> **TEXT EXTRACT**
• • • •

Ground was boken Wednesday for a Watertown-Cambridge bike path expected to be complete in early summer of 2020. (Photos and video: Tom Meek)

The city will have a more comprehensive schedule of bike infrastructure rollouts early next year, Community Development spokeswoman Bridget Martin said, and the state is joining in with a Dec. 18 meeting to discuss options for bike safety improvements on some of its own roadway in Cambridge.

Even before that, the Cambridge Bicycle Safety group is calling for city staff to report back by the end of January on how common speed limit violations are in Cambridge and how the city can better engineer traffic calming; a policy order written with Mayor Marc McGovern, vice mayor Jan Devereux and city councillor Quinton Zondervan will make the request official Monday.

“For example, we know that changing paving surfaces and raising crosswalks helps slow traffic in busy areas,” the group said Thursday, explaining the urgency behind the order: “Over the past 10 years, 16 vulnerable road users – either walking or biking – have been killed in our city. This is a public health crisis.”

The mayor and City Manager Louis A. DePasquale are also set to attend a community meeting next week on pedestrian safety and safer streets, planned for 6:30 p.m. Thursday at the Amigos School, 15 Upton St., Cambridgeport.

• • • •

> **GIVEN DATA**
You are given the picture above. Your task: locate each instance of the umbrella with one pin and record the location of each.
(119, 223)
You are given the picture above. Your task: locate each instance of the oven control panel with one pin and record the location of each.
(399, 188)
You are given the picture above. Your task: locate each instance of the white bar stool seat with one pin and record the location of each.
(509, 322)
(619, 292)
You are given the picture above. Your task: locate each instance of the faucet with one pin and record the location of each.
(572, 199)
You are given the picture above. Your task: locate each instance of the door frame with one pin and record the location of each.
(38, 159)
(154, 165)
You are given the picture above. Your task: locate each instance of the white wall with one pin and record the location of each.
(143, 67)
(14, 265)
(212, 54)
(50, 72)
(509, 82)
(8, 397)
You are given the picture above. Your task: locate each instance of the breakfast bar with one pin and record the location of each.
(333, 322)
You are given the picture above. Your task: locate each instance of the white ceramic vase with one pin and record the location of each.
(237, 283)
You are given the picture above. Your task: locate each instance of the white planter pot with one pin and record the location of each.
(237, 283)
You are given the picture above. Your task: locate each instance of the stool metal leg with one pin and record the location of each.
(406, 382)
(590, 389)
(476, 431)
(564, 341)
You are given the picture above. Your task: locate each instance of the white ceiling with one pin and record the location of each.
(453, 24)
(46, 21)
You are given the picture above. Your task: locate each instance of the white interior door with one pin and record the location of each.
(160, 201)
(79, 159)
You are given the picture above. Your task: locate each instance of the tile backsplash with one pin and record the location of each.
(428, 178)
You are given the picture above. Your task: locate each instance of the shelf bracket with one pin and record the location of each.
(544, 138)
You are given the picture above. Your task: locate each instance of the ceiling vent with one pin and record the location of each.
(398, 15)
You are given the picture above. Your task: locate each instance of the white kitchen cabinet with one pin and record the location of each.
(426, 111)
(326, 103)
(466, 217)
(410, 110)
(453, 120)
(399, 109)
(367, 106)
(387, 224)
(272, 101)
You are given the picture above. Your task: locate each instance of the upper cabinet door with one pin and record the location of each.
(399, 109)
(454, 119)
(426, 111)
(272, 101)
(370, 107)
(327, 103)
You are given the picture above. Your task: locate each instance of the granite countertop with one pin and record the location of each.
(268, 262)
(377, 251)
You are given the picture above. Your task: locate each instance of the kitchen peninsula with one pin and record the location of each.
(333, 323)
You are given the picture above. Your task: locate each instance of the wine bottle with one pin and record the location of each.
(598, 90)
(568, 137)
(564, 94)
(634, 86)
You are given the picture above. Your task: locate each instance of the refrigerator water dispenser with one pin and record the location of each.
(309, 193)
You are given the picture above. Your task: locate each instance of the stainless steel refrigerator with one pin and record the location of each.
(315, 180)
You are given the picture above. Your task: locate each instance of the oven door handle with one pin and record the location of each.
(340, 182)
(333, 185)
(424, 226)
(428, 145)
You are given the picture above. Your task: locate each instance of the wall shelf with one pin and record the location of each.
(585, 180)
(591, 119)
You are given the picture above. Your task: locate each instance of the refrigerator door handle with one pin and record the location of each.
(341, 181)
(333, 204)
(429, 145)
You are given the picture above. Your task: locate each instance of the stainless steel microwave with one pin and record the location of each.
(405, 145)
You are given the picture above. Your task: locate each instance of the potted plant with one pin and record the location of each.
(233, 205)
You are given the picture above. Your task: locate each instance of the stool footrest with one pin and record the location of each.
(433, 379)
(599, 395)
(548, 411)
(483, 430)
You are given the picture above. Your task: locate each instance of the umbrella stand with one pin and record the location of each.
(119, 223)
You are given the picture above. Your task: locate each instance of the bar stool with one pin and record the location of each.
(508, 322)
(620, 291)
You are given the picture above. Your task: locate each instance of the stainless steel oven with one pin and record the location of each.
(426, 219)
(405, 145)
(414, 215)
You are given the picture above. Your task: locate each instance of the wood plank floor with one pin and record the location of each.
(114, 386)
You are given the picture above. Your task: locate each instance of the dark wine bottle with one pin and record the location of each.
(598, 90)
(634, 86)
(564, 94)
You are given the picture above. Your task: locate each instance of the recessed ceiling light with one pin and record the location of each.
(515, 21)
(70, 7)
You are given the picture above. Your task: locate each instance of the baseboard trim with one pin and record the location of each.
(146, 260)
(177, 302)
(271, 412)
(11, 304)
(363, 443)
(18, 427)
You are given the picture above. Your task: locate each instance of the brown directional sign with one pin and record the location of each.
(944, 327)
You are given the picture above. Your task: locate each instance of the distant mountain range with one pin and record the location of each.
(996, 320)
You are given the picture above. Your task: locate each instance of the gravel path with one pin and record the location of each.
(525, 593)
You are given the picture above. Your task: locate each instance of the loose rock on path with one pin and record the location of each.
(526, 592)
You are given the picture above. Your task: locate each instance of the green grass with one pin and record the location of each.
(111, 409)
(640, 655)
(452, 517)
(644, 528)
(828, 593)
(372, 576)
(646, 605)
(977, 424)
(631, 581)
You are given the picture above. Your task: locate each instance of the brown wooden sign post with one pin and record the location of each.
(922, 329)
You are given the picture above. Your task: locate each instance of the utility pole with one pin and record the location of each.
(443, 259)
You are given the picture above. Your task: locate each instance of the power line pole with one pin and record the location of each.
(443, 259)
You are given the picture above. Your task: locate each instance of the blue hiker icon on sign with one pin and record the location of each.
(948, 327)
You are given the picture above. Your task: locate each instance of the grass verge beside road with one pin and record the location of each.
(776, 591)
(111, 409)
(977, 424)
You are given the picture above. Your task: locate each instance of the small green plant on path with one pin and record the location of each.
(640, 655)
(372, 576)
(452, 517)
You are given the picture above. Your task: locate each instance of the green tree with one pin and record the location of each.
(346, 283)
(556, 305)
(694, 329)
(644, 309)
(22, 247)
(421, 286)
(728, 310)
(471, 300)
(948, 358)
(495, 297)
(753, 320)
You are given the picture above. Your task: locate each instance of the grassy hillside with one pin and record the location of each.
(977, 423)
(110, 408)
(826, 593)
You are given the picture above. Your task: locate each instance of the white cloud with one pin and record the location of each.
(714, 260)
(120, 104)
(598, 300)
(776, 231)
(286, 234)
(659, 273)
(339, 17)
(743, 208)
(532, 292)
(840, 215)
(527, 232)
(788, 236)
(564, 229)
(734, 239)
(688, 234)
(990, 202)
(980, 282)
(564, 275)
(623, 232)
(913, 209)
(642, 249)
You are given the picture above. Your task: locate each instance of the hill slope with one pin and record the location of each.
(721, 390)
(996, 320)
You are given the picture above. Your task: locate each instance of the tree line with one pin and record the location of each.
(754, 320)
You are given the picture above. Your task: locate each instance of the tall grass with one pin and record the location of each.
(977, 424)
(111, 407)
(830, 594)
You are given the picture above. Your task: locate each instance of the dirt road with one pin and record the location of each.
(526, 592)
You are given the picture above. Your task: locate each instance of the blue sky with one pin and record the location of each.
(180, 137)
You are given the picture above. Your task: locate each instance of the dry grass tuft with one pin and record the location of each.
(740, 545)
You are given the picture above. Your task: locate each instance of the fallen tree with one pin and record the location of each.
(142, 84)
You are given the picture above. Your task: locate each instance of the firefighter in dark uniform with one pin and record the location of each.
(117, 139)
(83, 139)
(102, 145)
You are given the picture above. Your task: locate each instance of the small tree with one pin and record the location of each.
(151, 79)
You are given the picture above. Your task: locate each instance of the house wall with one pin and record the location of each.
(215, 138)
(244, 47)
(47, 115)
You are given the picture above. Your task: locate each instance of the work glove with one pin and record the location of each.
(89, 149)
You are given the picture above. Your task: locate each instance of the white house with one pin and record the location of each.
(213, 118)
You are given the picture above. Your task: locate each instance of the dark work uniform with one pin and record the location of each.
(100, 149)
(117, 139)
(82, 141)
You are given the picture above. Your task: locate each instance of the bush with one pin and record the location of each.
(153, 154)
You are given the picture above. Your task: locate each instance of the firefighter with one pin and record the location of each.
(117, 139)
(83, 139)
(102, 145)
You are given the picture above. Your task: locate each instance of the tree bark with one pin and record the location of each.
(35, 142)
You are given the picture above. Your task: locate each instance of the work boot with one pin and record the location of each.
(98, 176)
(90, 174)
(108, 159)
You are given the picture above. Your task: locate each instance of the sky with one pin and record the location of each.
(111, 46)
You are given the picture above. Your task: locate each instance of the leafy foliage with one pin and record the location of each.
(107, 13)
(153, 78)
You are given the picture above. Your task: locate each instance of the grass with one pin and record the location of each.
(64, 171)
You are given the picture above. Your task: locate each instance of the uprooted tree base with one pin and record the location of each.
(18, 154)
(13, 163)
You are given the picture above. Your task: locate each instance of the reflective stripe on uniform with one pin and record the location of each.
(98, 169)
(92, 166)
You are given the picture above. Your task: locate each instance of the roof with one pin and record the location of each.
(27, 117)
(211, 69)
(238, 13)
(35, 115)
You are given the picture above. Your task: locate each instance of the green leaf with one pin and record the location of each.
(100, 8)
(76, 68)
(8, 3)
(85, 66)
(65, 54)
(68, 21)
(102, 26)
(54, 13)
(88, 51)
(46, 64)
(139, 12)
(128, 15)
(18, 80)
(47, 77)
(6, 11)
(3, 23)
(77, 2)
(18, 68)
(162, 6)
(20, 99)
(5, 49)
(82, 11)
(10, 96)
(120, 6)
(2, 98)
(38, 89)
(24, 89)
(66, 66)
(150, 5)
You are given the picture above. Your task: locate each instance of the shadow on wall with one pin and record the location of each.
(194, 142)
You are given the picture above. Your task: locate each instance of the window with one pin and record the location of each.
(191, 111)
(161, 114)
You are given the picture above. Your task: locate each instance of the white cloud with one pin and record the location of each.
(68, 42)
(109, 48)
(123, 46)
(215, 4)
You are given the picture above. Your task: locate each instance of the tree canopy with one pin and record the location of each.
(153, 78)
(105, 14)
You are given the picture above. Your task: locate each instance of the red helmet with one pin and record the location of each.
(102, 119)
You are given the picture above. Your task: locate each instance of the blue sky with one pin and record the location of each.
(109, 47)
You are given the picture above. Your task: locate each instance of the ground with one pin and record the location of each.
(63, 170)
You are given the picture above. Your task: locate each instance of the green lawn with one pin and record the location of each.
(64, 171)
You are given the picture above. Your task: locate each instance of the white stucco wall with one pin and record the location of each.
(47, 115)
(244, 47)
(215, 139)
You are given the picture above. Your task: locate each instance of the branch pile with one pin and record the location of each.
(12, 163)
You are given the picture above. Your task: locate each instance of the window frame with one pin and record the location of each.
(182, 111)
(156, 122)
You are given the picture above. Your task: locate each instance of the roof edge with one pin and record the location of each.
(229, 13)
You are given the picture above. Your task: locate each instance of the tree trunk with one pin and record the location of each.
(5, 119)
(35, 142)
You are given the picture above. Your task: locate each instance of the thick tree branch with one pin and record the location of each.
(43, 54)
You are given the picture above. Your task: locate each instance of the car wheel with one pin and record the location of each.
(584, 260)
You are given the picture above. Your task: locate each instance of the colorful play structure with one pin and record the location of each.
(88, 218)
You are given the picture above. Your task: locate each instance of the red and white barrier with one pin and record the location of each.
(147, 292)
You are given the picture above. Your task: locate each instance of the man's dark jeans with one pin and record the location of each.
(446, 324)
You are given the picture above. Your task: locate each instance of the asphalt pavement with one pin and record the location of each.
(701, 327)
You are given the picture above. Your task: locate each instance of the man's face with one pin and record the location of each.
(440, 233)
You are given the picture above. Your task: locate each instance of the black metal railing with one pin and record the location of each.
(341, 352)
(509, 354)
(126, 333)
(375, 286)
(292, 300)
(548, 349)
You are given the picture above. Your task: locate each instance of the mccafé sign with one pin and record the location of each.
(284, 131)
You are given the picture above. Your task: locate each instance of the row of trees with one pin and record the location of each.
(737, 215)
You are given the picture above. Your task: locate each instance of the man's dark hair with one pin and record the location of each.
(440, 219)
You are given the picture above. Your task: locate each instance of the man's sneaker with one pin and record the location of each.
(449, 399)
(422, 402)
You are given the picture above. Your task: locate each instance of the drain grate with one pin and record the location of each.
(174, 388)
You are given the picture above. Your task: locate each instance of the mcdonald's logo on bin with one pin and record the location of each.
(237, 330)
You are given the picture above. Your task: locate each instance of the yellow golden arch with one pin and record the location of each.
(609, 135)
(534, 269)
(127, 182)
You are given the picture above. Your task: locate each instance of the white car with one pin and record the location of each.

• • • •

> **EXERCISE DESCRIPTION**
Pick up the Cambridge street safety article after its last sentence and continue it.

> **THE RESULT**
There have already been several steps taken to separate cyclists from motor vehicles and connect major destinations by bike lane since an October rally by the bicycle safety group, including a priority bus and bike lane on Mount Auburn Street; separated lanes on Massachusetts Avenue from Central Square through the Massachusetts Institute of Technology to the Charles River, opened late last month; and Wednesday’s groundbreaking for a Watertown-Cambridge bike path.

The Watertown-Cambridge path, expected to be complete in early summer of 2020, leverages an old railway running parallel to Huron Avenue to better connect cyclists coming from Watertown and West Cambridge to Fresh Pond destinations including the pond, mall and Danehy Park, as well as the Alewife T station and Minuteman Bike Path – good for families and other cyclists unwilling to tangle with vehicles on Huron Avenue and the Fresh Pond Parkway.

The separated bike lanes (alongside a dedicated Boston-bound bus lane) south of Central Square provide more safety in a congested area notorious for its perilous intersections. The project is still undergoing tweaks, said Joseph Barr, director of the city’s Traffic, Parking & Transportation Department, though the bulk of the project was completed and opened for use just after Thanksgiving.

Here’s how the ride looks to a bicyclist headed toward the Charles:

Data from the installations will show whether they increase public safety and get more people out of their cars, traffic officials have said.

The bicycle safety group and other advocacy groups, including Livable Streets and the Boston Cyclists Union, have been loud advocates for safer streets since the Cambridge deaths of cyclists Amanda Phillips and Joseph Lavins in 2016. In November, another cyclist was struck and killed by a dump truck at Museum Way and Monsignor O’Brien Highway, across from the Museum of Science, and state Rep. Mike Connolly called on the state to make changes.

A public hearing at 6:30 p.m. Dec. 18 at the Massachusetts Institute of Technology’s Stratton Student Center, 84 Massachusetts Ave. – planned originally for the Museum of Science but moved to accommodate an expected large audience – will discuss the details of Meng Jin’s death and safety improvements from infrastructure and vehicle safeguard perspectives, Connolly said.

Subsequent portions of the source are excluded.